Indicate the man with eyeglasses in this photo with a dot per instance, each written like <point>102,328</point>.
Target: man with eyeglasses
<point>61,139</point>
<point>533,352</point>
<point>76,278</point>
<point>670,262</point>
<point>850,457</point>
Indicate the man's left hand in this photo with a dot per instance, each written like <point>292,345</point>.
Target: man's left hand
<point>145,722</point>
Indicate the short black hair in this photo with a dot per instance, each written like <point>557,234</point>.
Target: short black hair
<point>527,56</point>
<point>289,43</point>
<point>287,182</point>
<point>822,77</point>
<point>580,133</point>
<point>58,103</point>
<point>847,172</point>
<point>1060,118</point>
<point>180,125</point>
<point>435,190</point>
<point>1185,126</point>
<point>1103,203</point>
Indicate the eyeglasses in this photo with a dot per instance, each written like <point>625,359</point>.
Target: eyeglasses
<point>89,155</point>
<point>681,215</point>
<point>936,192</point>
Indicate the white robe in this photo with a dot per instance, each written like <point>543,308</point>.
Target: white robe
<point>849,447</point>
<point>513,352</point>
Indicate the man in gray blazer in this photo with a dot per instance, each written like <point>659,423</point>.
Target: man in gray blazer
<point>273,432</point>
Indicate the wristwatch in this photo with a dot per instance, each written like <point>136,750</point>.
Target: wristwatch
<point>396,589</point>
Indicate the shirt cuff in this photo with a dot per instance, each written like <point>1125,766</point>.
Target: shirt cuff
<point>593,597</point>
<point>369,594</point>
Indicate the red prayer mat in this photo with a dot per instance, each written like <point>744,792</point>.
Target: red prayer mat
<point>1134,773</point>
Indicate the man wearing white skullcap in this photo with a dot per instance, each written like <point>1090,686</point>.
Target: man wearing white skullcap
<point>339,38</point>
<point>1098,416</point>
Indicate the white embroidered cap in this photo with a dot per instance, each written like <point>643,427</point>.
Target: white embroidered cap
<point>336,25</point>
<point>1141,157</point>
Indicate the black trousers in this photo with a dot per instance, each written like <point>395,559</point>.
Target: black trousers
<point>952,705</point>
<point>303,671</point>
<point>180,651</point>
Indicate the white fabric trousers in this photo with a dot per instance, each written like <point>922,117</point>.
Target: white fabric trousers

________________________________________

Print all of the data exactly as it was given.

[EXERCISE SOLUTION]
Indicate the man with eyeglasses in this photo with a dot per instance, each written like <point>102,328</point>.
Target: man with eyeglasses
<point>61,139</point>
<point>533,352</point>
<point>76,278</point>
<point>670,262</point>
<point>850,457</point>
Indicate the man's left hand in this photo with a dot per instance, each written like <point>292,345</point>.
Target: man's left hand
<point>145,722</point>
Indicate the short black hair in this photo with a dot per instance, each written like <point>557,234</point>.
Target: short black hair
<point>527,56</point>
<point>289,43</point>
<point>287,182</point>
<point>822,77</point>
<point>580,133</point>
<point>58,103</point>
<point>847,172</point>
<point>1060,118</point>
<point>180,125</point>
<point>435,190</point>
<point>1185,126</point>
<point>1103,203</point>
Indicate the eyeglasses in this photo with a dot per instance, each written like <point>625,359</point>.
Target: eyeglasses
<point>89,155</point>
<point>681,215</point>
<point>936,192</point>
Indicate the white robe in this photo with a dot per instance, each written like <point>543,308</point>.
Target: white robe
<point>849,447</point>
<point>513,352</point>
Indicate the man in gray blazer in this photo with a dot per instance, each written like <point>659,423</point>.
Target: man in gray blazer
<point>273,432</point>
Indicate the wristwatch in this photo with a dot per instance, each written like <point>136,750</point>.
Target: wristwatch
<point>396,589</point>
Indicate the shirt cuff in this photo with a dot per instance, each written like <point>1125,766</point>.
Target: shirt cuff
<point>593,597</point>
<point>369,594</point>
Indicate the red prayer mat in this photo with a dot per instance, each written like <point>744,792</point>.
Target: red prayer mat
<point>1134,773</point>
Indicate the man wearing white skullcap in this photo with a dot per instance, each written like <point>1090,686</point>.
Target: man wearing white skullcap
<point>339,38</point>
<point>1098,416</point>
Indicate the white embroidered cap in this photo with a dot per instance, each written like <point>643,427</point>.
Target: white embroidered cap
<point>336,25</point>
<point>1141,157</point>
Indicate the black trousers in this photo with a dot per instance, each written like <point>395,559</point>.
Target: black trousers
<point>952,705</point>
<point>303,671</point>
<point>180,651</point>
Indicate the white fabric trousers in this photo with a dot per instance, each written like <point>922,117</point>.
Target: white fabric trousers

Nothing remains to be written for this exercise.